=== Problems to solve ===
**a)** Translate this sentence from the baby boom post below into Spanish: "But I recently saw a graph that raised my eyebrows."
**b)** Continue the post on the baby boom below, picking up after its final sentence.

=== Passage ===
⟨
Friday, August 23, 2013

Looking Back at the Baby Boom

The trend toward lower fertility rates seems like an inexorable long-run trend, in the U.S. and elsewhere. The U.S. total fertility rate--that is, the number of average births per woman--is about 2 right now, and the long-run projections published by Social Security Administration assume that it will hold at about 2.0 over the next 75 years or so.

But I recently saw a graph that raised my eyebrows. Here is the fertility rate for US women (albeit only for white women for the early part of the time period) going back to 1800, taken from a report done for the Social Security Administration.  If you were making projections about fertility rates in about 1940, and you had access to this data, you might have predicted that the rate of decline would level off. But it would have taken a brash forecaster indeed to predict the fertility bump that we call the "baby boom."
⟩
=== Data listing ===
⟨
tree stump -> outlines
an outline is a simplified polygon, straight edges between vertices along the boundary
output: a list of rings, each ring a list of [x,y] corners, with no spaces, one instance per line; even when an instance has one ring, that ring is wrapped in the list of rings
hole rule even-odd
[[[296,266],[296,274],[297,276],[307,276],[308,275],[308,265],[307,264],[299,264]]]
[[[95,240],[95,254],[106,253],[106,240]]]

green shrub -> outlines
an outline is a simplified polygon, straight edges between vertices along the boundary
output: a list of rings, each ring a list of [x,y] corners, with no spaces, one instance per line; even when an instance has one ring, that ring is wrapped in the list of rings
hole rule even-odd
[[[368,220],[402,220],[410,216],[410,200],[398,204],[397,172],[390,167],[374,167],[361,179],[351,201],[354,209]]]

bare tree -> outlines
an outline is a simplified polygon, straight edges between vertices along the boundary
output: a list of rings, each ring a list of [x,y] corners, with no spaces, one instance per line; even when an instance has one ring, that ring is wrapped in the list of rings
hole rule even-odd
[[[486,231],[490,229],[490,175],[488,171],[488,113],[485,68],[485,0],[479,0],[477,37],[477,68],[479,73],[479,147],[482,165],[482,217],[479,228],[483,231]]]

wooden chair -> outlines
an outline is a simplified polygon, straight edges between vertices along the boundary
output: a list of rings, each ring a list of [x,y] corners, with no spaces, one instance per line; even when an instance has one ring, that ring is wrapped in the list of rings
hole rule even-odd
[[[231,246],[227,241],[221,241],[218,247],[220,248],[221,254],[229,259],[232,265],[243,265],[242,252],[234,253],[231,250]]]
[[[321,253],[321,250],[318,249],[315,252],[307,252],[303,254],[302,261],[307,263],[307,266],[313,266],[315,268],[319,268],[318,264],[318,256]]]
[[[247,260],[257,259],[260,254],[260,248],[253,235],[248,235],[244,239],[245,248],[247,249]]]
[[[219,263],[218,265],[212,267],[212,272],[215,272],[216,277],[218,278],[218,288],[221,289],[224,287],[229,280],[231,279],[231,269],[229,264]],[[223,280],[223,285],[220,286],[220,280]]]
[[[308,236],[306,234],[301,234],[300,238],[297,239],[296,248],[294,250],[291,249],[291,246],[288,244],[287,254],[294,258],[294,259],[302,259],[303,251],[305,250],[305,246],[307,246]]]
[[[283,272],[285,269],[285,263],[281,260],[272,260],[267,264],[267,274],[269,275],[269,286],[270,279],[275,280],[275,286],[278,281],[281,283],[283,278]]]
⟩
=== List of answers ===
**a)** Pero hace poco vi un gráfico que me hizo arquear las cejas.

**b)**
Two thoughts here:

1) The baby boom was a remarkable demographic anomaly. It gave the U.S. economy a "demographic dividend" in the form of a higher-than-otherwise proportion of working-age adults for a time. But the aging of the boomers is already leading to financial tensions for government programs like Medicare and Social Security.

2) There's really no evidence at all that another baby boom might happen: but then, there was no evidence that the first one was likely to happen either. Someone who is wiser and smarter than I about social trends--perhaps a science fiction writer--might be able to offer some interesting speculation about what set of factors and events could lead to a new baby boom.